(Records)
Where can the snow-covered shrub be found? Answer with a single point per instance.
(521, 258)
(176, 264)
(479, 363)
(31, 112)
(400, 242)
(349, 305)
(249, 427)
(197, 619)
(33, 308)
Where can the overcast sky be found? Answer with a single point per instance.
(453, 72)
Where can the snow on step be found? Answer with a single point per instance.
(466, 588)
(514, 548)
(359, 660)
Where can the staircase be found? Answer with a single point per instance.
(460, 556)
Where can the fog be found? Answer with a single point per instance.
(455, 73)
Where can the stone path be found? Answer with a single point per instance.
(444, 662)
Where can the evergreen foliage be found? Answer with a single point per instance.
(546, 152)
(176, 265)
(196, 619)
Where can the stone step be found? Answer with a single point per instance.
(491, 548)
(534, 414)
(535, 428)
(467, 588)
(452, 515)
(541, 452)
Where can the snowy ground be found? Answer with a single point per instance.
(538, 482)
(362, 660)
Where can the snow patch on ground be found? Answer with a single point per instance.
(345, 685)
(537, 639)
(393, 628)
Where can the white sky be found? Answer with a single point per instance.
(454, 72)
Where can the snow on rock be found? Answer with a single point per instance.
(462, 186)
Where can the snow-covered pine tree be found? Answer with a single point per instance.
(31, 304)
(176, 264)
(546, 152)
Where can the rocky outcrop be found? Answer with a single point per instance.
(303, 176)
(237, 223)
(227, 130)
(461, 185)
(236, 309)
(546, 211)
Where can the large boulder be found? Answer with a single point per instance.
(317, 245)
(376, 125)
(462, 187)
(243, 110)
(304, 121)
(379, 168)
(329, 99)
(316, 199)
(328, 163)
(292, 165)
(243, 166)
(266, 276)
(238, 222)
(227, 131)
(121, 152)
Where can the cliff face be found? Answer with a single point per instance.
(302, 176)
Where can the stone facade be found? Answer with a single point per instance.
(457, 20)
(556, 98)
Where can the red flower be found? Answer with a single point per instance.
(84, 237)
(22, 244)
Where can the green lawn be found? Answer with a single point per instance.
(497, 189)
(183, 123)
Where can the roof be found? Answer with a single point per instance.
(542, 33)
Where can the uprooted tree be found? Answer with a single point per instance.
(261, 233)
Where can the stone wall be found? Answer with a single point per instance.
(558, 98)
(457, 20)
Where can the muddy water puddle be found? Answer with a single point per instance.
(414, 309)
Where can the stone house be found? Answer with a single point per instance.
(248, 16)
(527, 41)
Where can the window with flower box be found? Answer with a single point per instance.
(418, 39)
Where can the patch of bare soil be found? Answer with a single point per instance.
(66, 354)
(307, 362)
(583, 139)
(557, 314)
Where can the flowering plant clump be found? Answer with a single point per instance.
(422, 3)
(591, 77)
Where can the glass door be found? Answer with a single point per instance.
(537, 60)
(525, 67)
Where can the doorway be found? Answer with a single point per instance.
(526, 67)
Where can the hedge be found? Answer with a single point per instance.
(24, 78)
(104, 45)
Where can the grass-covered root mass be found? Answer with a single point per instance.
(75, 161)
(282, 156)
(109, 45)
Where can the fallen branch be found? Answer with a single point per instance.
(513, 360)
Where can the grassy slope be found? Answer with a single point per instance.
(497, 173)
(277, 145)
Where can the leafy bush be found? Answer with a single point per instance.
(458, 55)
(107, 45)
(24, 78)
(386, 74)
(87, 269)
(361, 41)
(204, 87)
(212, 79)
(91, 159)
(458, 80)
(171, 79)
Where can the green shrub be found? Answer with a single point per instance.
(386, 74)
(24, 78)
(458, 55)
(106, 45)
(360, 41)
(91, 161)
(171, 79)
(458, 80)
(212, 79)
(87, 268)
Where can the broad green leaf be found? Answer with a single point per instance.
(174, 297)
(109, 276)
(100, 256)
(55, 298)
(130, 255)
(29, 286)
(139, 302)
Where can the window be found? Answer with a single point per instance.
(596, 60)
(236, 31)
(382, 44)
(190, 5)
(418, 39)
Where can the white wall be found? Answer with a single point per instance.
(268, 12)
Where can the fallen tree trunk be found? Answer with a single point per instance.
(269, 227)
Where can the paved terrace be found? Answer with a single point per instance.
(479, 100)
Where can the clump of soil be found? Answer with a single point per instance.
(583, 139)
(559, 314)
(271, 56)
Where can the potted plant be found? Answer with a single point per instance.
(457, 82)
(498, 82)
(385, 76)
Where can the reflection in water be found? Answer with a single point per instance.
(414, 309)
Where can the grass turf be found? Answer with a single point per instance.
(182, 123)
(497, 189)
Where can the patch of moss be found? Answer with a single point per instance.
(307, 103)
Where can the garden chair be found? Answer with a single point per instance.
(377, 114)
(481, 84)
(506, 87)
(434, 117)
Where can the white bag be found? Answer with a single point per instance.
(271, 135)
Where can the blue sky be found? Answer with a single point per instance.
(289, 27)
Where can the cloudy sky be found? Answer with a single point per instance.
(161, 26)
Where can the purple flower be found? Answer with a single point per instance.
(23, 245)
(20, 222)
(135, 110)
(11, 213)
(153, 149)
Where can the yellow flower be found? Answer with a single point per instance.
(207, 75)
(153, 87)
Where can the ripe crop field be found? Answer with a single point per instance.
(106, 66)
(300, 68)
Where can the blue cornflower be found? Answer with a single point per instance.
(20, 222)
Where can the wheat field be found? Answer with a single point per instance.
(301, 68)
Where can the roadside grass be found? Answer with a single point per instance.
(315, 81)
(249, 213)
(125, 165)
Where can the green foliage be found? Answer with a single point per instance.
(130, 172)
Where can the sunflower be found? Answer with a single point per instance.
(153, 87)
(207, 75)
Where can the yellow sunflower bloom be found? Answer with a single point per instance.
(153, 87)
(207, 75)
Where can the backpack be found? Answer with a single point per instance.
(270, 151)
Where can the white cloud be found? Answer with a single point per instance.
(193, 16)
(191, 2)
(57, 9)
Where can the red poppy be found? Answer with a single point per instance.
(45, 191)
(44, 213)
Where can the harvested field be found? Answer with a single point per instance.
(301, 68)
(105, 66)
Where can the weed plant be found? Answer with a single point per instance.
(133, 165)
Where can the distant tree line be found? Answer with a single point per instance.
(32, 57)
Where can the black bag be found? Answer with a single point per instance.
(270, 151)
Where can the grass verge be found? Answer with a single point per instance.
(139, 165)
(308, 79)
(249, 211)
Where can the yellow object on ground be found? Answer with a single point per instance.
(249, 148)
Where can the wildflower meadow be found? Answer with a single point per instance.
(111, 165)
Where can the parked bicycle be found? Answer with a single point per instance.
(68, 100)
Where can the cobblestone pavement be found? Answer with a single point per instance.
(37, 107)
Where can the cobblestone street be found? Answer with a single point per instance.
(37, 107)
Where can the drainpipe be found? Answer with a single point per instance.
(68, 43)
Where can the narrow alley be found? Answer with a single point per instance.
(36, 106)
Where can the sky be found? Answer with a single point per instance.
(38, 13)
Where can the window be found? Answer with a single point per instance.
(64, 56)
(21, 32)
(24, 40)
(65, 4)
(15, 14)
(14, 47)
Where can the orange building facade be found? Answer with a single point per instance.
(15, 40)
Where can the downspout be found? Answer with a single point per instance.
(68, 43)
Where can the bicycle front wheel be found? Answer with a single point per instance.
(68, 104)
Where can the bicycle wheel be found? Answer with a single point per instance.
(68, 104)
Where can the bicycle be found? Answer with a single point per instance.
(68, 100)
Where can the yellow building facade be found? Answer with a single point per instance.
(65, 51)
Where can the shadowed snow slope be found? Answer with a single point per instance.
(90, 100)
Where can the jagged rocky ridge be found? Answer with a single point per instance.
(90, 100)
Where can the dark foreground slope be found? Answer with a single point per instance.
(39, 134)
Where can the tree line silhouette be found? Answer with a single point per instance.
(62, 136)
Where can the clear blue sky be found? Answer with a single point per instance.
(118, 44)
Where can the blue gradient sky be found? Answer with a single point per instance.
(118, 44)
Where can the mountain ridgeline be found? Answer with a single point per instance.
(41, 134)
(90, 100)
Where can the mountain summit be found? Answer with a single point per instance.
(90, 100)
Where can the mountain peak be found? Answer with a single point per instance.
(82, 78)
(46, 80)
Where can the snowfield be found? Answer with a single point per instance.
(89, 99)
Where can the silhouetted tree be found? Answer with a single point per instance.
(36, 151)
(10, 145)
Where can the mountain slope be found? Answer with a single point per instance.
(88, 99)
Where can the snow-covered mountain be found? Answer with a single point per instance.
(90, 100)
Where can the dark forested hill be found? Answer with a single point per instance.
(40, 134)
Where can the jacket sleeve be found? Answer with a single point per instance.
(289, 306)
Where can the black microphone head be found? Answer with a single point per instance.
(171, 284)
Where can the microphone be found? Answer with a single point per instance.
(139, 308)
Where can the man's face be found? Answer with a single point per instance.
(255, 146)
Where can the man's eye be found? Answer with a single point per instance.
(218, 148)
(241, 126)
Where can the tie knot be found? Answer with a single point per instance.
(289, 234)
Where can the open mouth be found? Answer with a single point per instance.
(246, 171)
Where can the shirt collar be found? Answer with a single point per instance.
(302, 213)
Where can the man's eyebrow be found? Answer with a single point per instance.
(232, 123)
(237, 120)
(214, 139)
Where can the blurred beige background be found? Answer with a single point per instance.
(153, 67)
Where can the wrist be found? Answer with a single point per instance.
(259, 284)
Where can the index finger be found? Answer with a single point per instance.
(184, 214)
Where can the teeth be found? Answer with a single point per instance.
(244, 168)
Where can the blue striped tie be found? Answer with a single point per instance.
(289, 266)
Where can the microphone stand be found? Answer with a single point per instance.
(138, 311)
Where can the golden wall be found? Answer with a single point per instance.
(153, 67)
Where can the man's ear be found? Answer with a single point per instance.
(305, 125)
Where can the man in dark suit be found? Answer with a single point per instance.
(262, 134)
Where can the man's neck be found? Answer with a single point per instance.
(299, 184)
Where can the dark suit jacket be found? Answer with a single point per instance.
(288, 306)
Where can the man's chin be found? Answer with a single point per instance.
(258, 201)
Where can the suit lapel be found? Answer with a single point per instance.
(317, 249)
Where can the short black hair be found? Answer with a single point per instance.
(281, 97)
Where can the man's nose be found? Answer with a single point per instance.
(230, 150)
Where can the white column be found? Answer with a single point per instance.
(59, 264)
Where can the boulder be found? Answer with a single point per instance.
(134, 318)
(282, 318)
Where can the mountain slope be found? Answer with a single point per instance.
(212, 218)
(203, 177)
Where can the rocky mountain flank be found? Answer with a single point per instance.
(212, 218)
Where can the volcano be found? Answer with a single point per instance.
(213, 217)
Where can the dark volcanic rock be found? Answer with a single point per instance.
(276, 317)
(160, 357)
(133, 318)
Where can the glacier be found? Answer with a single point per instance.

WHAT IS ASKED ->
Write out only the final block of lines, starting at the line with "Where can the man's chin" and running to the end of the material.

REPLY TO THE TASK ->
Where can the man's chin be found? Answer with a single point per instance.
(258, 201)
Where can the suit lapel be found? Answer with a single point per instance.
(317, 249)
Where can the short black hair be found? Answer with a single point per instance.
(281, 97)
Where can the man's nose be found? Answer with a single point per instance.
(230, 150)
Where can the white column be found? Answer with a single point per instance.
(59, 264)
Where can the boulder be found? Answer with a single point per instance.
(134, 318)
(282, 318)
Where can the mountain slope be found? Answer with a single point per instance.
(212, 218)
(203, 177)
Where can the rocky mountain flank be found? Answer with a single point per instance.
(212, 218)
Where can the volcano be found? Answer with a single point per instance.
(213, 217)
Where can the dark volcanic rock be found? Answer with a single point per instance.
(276, 317)
(160, 357)
(133, 318)
Where can the glacier be found? Answer with a single point per instance.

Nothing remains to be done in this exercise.